#### EXERCISE DIRECTIONS:
Every line from the one containing "[point] every instance of the player's left" to the last line of the listing below should be given again exactly.
● ● ●
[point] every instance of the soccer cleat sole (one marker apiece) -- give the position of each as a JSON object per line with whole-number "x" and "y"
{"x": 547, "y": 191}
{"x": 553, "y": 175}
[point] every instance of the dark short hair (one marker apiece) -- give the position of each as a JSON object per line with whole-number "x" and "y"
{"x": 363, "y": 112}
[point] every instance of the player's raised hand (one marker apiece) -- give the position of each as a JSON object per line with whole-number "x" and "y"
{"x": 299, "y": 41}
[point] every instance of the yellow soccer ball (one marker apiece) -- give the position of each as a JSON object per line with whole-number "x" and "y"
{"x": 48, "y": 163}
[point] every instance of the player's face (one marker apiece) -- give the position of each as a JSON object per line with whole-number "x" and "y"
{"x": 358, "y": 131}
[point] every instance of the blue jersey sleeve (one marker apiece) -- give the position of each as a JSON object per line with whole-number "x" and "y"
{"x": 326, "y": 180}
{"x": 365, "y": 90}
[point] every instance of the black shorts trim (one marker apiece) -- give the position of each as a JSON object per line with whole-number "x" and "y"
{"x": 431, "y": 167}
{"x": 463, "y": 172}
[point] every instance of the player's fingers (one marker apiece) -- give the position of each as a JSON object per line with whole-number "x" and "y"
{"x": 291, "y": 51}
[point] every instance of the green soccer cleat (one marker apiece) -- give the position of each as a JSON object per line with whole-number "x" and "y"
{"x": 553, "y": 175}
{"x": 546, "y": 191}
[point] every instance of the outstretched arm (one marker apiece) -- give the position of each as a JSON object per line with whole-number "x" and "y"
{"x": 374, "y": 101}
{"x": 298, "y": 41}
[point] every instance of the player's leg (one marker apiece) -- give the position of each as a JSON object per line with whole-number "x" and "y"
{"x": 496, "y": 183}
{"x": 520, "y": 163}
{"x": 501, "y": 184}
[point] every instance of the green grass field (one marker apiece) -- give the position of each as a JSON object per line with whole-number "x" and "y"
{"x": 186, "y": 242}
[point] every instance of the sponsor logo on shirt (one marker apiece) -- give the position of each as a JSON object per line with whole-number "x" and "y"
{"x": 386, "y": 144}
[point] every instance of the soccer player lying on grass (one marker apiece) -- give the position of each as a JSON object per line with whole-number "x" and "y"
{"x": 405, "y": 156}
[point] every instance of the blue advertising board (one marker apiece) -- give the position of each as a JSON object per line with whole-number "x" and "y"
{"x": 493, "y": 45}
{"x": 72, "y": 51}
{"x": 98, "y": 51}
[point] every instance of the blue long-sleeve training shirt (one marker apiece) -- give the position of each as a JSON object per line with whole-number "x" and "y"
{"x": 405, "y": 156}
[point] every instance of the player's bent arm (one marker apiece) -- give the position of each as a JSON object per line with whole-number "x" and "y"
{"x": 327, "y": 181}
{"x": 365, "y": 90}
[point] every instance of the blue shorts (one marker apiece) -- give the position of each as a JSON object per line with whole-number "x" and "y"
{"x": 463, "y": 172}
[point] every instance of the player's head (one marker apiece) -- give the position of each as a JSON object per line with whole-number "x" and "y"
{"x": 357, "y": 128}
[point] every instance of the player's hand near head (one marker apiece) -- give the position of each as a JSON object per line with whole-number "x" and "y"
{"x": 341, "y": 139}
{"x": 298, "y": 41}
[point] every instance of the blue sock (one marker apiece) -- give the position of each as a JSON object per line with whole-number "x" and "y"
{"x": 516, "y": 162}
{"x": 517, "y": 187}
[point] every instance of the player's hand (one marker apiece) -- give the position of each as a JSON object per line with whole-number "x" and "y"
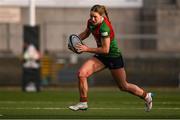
{"x": 81, "y": 47}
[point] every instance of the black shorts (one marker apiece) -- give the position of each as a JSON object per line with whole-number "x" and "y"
{"x": 111, "y": 62}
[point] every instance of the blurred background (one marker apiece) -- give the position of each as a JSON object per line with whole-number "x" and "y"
{"x": 147, "y": 31}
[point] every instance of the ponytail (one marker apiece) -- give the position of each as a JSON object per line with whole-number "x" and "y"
{"x": 101, "y": 9}
{"x": 105, "y": 12}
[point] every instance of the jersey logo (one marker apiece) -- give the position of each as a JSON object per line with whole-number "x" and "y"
{"x": 104, "y": 34}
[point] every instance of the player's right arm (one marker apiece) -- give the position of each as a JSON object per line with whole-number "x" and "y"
{"x": 84, "y": 34}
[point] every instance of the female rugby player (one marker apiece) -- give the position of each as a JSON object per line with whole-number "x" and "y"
{"x": 107, "y": 55}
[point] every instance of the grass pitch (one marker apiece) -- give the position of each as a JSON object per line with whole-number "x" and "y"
{"x": 104, "y": 103}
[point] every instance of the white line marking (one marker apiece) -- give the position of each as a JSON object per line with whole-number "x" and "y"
{"x": 49, "y": 102}
{"x": 59, "y": 108}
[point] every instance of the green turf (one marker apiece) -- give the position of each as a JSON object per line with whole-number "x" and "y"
{"x": 104, "y": 103}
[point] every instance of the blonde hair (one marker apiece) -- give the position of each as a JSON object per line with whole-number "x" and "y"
{"x": 101, "y": 9}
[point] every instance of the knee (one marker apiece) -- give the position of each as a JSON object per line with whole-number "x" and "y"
{"x": 124, "y": 87}
{"x": 83, "y": 74}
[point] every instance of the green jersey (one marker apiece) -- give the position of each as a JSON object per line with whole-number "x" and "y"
{"x": 105, "y": 30}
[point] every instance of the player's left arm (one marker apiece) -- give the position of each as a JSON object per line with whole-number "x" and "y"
{"x": 104, "y": 49}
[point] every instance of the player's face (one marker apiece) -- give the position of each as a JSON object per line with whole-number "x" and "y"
{"x": 95, "y": 17}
● ● ●
#### SOLUTION TO THE PROBLEM:
[point] every instance of the player's left arm (one marker apiece) -- give the position of each as a JSON object per line with whole-number "x" and "y"
{"x": 104, "y": 49}
[point] every instance of the player's face (one marker apiece) -- give the position of each as a JSON object per line with whole-number "x" and "y"
{"x": 95, "y": 17}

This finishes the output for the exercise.